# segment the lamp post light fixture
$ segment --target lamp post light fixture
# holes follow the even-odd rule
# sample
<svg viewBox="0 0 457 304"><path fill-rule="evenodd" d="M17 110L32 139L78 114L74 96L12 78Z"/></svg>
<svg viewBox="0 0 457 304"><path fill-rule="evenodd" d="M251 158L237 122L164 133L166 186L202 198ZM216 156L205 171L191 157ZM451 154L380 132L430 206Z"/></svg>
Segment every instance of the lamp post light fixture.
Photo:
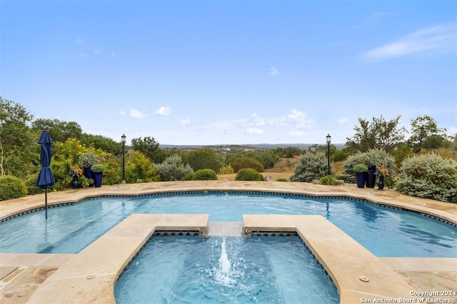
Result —
<svg viewBox="0 0 457 304"><path fill-rule="evenodd" d="M122 143L122 183L126 183L126 138L125 134L121 136Z"/></svg>
<svg viewBox="0 0 457 304"><path fill-rule="evenodd" d="M331 143L331 136L327 134L326 137L327 141L327 175L330 175L330 144Z"/></svg>

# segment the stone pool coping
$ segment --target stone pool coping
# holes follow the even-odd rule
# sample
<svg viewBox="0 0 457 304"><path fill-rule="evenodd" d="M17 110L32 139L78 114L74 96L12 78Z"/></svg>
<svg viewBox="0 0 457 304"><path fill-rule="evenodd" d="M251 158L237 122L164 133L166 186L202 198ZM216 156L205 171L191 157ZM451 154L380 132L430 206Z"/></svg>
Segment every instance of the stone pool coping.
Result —
<svg viewBox="0 0 457 304"><path fill-rule="evenodd" d="M252 191L316 196L345 196L414 210L444 218L457 224L457 206L455 204L412 198L393 191L378 191L373 188L357 188L353 186L323 186L306 183L217 181L124 184L48 193L48 205L72 203L104 195L132 196L195 191ZM0 220L27 210L42 207L44 205L44 195L39 195L0 202ZM48 212L52 212L52 208L49 209ZM156 226L154 226L155 225L154 221L145 222L142 218L143 218L143 216L171 216L168 220L160 218L159 223L161 221L162 223L164 223L169 221L168 223L173 223L173 225L161 224L157 226L160 228L159 229L156 228ZM24 302L11 301L11 303L52 303L52 301L54 303L113 303L114 284L117 276L154 230L166 229L166 227L173 230L178 228L177 224L182 225L184 228L187 227L184 220L189 217L189 215L179 216L180 219L177 222L174 219L175 216L132 215L131 216L132 218L129 216L76 255L0 254L0 269L2 270L0 274L2 271L7 273L9 270L11 270L13 268L15 269L14 271L26 268L27 263L25 260L29 257L30 259L36 259L37 255L46 257L43 259L48 260L48 264L54 263L52 265L47 265L48 269L51 269L50 275L40 283L38 288L34 286L29 295L30 296L29 300L26 298L23 298L25 300ZM201 227L207 227L207 218L206 223L204 223L205 216L199 216L204 217L203 220L201 218L199 220L202 221ZM378 296L406 298L411 291L418 290L431 291L436 288L447 288L446 284L449 285L449 282L451 282L450 286L452 286L453 282L454 286L457 284L457 259L428 259L429 266L424 270L420 267L423 264L421 262L424 260L375 257L320 216L254 216L256 218L252 216L253 216L243 215L243 219L246 218L248 221L248 223L246 221L243 223L243 227L248 232L249 227L256 227L260 230L261 228L281 228L284 230L296 231L333 280L340 292L342 303L360 303L362 298L373 300L373 297ZM306 220L298 221L295 219L296 216L305 216ZM321 219L317 219L319 217ZM189 219L191 218L189 217ZM285 218L288 218L287 221L284 220ZM313 221L314 225L308 225ZM194 228L195 227L194 226ZM316 227L318 228L316 228ZM201 231L201 228L198 230ZM129 233L131 233L130 236L129 236ZM105 255L104 253L109 248L111 250L107 251L107 255ZM338 248L338 250L336 250L336 248ZM336 254L336 251L338 254ZM64 258L59 259L59 258L61 256ZM357 256L358 258L354 259L354 256ZM34 263L34 264L36 263ZM34 264L34 262L31 261L29 264ZM444 269L441 266L443 265L446 265ZM31 266L29 265L29 267ZM14 271L11 271L11 273ZM417 283L417 278L416 282L411 282L409 280L412 276L411 273L413 273L414 275L422 274L423 280L420 283ZM443 282L441 281L436 281L437 284L435 284L433 280L437 273L438 275L446 273L450 278L450 280L445 281L444 287ZM4 278L8 278L11 276L9 274ZM366 277L370 282L362 282L359 277L362 279ZM1 280L0 280L0 295L4 297L6 295L4 291L8 289L5 288L4 285L2 287L4 278L3 279L0 278ZM388 279L387 281L385 280L386 278ZM13 279L8 278L8 280ZM430 280L431 283L424 285L424 281L426 283ZM63 288L63 286L66 286L68 288ZM59 291L63 290L67 291L64 293ZM73 291L75 290L79 291L75 293L77 293L76 295L73 295ZM14 298L14 293L8 293L8 296L11 297L11 300ZM0 300L8 299L4 297ZM5 301L5 303L7 302Z"/></svg>

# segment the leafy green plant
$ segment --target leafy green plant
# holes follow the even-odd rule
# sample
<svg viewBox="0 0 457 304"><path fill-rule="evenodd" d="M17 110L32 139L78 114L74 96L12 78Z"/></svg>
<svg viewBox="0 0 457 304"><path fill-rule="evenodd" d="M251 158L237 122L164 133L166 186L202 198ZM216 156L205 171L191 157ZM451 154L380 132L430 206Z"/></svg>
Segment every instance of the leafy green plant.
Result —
= = = = =
Report every line in the rows above that contains the word "coping", reproducing each such line in full.

# segment the stone pool coping
$ segment --target stone pool coping
Segment every instance of the stone pool coping.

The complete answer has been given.